• _PROBLEM DESCRIPTION_
Collect every line below that contains the word "trunk", and copy each one out in full.

• _MATERIAL FOR THIS TASK_
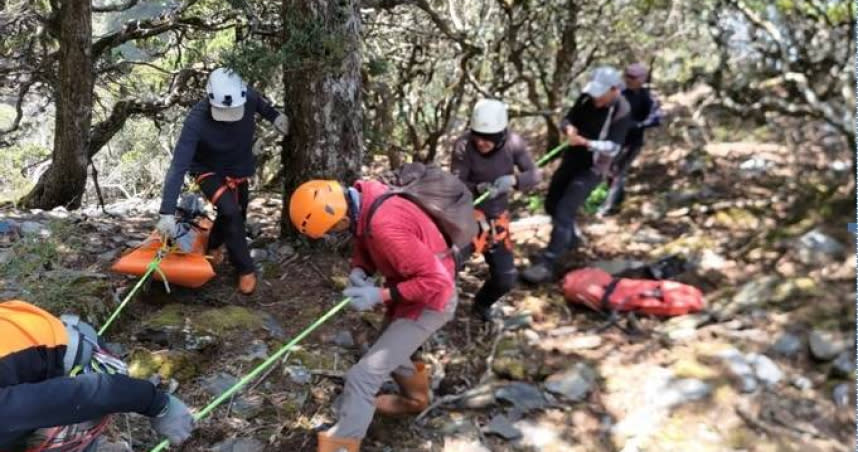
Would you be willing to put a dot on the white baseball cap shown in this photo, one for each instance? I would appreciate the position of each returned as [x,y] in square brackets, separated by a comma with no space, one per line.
[602,80]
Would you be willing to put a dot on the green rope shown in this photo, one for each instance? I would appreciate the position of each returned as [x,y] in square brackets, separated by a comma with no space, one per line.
[152,267]
[268,362]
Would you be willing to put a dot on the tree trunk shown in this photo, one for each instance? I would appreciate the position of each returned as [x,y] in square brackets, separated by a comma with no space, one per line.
[64,182]
[322,99]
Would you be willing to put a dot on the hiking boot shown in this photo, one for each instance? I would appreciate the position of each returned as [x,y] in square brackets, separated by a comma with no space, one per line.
[247,283]
[216,256]
[414,396]
[537,273]
[335,444]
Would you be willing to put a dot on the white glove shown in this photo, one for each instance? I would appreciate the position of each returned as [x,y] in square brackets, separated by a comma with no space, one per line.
[282,124]
[167,225]
[359,278]
[364,298]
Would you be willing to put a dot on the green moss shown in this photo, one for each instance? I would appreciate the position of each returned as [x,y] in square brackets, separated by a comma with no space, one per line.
[183,366]
[170,316]
[228,318]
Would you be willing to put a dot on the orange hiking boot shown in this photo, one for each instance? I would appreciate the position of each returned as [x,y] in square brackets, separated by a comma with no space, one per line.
[247,283]
[414,396]
[335,444]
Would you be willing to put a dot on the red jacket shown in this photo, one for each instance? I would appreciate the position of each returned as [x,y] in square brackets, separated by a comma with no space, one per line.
[404,247]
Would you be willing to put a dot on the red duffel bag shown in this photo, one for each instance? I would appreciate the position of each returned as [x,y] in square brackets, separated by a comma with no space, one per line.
[599,290]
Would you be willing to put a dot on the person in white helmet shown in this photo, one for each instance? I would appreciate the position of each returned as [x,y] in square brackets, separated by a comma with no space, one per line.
[595,128]
[486,159]
[215,147]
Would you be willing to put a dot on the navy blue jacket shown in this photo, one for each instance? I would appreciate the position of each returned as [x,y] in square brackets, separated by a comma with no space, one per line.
[206,145]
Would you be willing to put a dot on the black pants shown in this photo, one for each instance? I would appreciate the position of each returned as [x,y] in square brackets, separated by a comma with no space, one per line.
[567,193]
[502,273]
[229,226]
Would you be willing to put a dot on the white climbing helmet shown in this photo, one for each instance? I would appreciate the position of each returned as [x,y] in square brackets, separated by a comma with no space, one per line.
[489,116]
[227,94]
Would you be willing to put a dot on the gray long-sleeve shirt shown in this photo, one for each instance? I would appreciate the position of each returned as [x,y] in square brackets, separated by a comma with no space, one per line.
[473,168]
[206,145]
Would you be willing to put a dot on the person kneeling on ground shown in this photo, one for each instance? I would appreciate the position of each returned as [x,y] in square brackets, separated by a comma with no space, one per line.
[43,406]
[596,128]
[397,239]
[485,159]
[215,146]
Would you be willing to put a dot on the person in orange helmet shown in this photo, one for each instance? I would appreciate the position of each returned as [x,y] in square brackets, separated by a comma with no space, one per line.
[395,238]
[58,385]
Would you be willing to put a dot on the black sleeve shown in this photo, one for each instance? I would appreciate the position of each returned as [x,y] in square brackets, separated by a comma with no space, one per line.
[69,400]
[183,155]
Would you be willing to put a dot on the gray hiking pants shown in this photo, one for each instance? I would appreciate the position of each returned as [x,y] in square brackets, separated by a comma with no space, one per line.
[391,353]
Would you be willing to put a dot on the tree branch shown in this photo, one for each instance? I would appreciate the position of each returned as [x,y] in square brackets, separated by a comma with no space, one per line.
[119,7]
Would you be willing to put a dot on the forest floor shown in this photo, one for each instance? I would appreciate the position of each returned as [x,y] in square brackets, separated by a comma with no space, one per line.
[767,367]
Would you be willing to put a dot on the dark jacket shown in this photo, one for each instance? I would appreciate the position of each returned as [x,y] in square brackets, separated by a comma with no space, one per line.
[645,113]
[473,168]
[206,145]
[34,391]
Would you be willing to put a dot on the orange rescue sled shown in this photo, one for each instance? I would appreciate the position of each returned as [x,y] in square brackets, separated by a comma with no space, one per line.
[600,291]
[182,269]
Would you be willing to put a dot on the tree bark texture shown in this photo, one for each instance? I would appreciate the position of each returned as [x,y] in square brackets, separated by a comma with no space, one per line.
[323,101]
[65,180]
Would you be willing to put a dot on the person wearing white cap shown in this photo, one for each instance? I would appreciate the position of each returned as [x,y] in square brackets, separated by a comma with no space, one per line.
[595,128]
[216,148]
[645,113]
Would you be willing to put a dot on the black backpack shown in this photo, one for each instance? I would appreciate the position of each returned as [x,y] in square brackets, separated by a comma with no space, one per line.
[445,198]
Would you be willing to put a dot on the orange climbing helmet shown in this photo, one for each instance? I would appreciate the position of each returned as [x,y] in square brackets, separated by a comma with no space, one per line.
[316,206]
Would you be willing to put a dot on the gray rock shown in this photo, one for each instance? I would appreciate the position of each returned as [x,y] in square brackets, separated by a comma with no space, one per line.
[270,324]
[683,390]
[840,394]
[502,427]
[344,339]
[741,369]
[299,374]
[35,228]
[844,365]
[523,396]
[257,350]
[802,383]
[572,384]
[765,369]
[478,398]
[239,445]
[756,292]
[824,346]
[218,384]
[815,247]
[258,254]
[522,320]
[787,345]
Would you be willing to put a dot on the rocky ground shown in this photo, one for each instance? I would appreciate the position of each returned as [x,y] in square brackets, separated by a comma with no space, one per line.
[767,367]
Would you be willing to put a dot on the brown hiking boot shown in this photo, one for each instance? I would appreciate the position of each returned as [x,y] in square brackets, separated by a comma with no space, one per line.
[247,283]
[216,256]
[414,396]
[335,444]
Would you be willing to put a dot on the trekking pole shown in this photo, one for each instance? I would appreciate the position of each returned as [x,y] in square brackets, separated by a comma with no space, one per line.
[545,158]
[268,362]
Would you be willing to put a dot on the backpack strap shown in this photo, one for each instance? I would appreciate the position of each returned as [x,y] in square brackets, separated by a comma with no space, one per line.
[451,249]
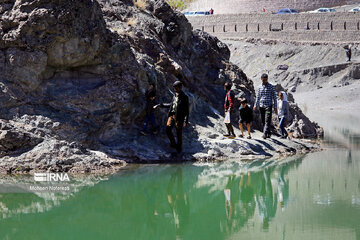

• _OUTPUT OF THE EXERCISE_
Would you be willing to put a dot on the tree trunk shown in this photo, one for each instance? I would appreciate the position of each returned as [x,y] in square brackets, separated by a comma with no space, one per line.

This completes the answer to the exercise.